[Position annotation rows]
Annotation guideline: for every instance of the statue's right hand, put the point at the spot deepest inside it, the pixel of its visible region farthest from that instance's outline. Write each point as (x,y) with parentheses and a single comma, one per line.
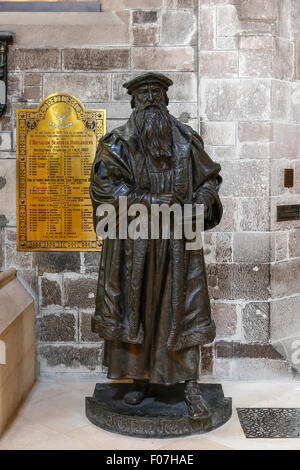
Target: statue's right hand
(167,198)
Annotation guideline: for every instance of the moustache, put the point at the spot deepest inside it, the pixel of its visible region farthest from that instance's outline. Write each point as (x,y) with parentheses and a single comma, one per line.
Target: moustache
(151,105)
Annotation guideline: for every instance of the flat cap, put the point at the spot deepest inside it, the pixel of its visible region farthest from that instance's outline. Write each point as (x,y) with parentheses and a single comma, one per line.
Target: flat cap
(145,78)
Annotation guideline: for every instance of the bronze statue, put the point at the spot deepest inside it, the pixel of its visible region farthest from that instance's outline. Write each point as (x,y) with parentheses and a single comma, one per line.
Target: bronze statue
(152,303)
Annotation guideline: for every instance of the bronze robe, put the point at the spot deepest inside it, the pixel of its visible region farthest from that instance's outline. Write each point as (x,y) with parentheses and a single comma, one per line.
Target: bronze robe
(152,303)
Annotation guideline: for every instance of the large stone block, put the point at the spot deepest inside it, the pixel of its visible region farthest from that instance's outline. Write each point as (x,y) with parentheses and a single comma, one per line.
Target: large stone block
(229,219)
(186,3)
(29,280)
(251,351)
(17,335)
(285,320)
(228,23)
(251,247)
(256,322)
(285,278)
(253,131)
(228,100)
(258,10)
(223,244)
(178,28)
(97,60)
(218,133)
(218,64)
(255,58)
(254,150)
(283,62)
(33,79)
(260,369)
(295,16)
(239,281)
(286,140)
(279,246)
(85,333)
(297,45)
(57,327)
(34,59)
(294,244)
(295,101)
(245,178)
(184,86)
(86,87)
(78,357)
(227,43)
(278,166)
(207,28)
(51,291)
(32,93)
(141,17)
(163,58)
(14,84)
(285,199)
(225,318)
(145,36)
(80,291)
(280,100)
(56,262)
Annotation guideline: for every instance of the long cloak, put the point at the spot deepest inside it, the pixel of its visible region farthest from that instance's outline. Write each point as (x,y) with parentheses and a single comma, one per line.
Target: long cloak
(152,303)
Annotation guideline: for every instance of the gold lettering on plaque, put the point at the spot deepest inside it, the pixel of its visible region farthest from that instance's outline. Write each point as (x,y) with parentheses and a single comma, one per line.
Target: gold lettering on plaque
(56,145)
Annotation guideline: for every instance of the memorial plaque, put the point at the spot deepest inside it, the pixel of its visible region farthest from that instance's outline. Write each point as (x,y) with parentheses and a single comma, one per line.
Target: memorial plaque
(56,145)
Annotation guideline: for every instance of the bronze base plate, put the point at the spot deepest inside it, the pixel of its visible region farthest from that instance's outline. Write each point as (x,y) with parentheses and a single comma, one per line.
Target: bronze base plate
(162,413)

Aim -> Quote everything from the row containing "Annotation guideline: for every instance of the bronze base" down to the last of the rows, keeping every character the same.

Final result ->
Annotation guideline: for every instance of the bronze base plate, put the point at the spot deepest inside it, the pixel of its visible region farthest from that instance's outline. Write each point as (x,y) with parentheses and a single comma, one per line.
Target: bronze base plate
(162,413)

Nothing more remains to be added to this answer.